# TASK INSTRUCTIONS
Repeat exactly, and only, the lines from the one containing "Target = man's face" through the end of the records.

# EXERCISE INPUT

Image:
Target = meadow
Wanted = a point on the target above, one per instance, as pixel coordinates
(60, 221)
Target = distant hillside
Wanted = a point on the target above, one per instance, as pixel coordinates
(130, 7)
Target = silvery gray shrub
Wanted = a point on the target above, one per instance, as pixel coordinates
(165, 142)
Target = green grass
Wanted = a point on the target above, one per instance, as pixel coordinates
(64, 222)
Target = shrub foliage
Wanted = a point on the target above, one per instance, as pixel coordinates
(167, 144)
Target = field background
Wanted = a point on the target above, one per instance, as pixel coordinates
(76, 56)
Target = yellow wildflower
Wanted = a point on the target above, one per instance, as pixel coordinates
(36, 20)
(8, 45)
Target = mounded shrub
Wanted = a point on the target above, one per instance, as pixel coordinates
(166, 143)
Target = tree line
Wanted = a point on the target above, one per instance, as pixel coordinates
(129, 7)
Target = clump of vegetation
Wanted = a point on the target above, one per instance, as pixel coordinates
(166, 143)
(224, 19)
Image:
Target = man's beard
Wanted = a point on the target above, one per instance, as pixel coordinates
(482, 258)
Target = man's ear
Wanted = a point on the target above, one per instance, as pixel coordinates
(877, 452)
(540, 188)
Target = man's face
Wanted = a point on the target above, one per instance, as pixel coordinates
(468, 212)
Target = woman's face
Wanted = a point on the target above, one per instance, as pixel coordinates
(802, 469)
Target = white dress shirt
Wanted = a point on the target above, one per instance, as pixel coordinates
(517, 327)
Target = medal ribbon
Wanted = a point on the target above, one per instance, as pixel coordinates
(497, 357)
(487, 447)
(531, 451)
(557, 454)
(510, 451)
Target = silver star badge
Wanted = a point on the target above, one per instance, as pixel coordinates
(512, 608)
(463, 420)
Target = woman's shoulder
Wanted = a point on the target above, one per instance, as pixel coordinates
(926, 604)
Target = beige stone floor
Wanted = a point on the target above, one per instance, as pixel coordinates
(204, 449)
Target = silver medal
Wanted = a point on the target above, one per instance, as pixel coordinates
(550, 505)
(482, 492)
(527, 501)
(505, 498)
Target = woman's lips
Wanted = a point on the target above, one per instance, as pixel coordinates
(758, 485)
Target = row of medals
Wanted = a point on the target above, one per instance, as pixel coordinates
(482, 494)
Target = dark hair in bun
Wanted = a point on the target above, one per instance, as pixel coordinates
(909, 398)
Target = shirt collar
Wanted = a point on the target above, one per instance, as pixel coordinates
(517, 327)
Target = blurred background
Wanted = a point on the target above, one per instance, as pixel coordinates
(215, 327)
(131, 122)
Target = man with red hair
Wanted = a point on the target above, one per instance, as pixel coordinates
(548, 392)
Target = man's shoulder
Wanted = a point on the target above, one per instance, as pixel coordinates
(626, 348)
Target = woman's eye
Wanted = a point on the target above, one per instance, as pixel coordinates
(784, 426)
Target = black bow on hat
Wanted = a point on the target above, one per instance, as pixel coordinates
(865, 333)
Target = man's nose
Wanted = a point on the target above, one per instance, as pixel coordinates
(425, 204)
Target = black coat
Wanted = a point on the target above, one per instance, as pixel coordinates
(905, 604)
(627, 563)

# THE COMPLETED TASK
Target = man's face
Wanted = a point on the target above, one per instance, as pixel coordinates
(468, 212)
Target = woman's face
Wanted = a point on the target above, one per instance, as pixel coordinates
(802, 469)
Target = white dress shirt
Wanted = a point on the target above, one per instance, as pixel coordinates
(517, 327)
Target = medal ribbon
Wanted = a point on the target above, one per instance, as pixel coordinates
(497, 357)
(487, 447)
(531, 451)
(557, 454)
(510, 451)
Target = silver star badge
Wanted = a point on the target above, one per instance, as pixel coordinates
(512, 608)
(463, 420)
Target = woman's shoulder
Wanted = a point on the target above, one per instance, as pixel coordinates
(926, 604)
Target = beige stone floor
Wanted = a point on the target above, one per instance, as pixel coordinates
(204, 449)
Target = silver medal
Wanted = a point on the target above, one per instance, as pixel coordinates
(550, 505)
(482, 492)
(527, 501)
(505, 498)
Target = woman's lips
Wanted = a point on the target above, one per instance, as pixel coordinates
(758, 485)
Target = row of medals
Wanted = a point on the target above, one per instance, as pixel coordinates
(482, 494)
Target = dark hair in bun
Wanted = a point on the target above, one per instance, as pixel coordinates
(909, 398)
Target = shirt collar
Wanted = a point on the target above, one per instance, as pixel coordinates
(517, 327)
Target = blurred background
Wanted = a point on the target above, one per instance, as pixel coordinates
(215, 327)
(131, 122)
Target = man with red hair
Wanted = a point on the target above, one per instance, as pixel coordinates
(548, 392)
Target = man's shoulder
Wanted = a point on the target above, one per instance, as pixel coordinates
(626, 348)
Target = woman's eye
Wanted = a point on the target above, one per instance, as pixel coordinates
(784, 426)
Target = black bow on hat
Wanted = a point on the target above, one per instance, as pixel coordinates
(865, 333)
Target = man's nose
Wanted = a point on the target above, one per instance, as pixel coordinates
(425, 204)
Target = black coat
Wanted = a point on the target above, one per instance, as pixel coordinates
(905, 604)
(627, 563)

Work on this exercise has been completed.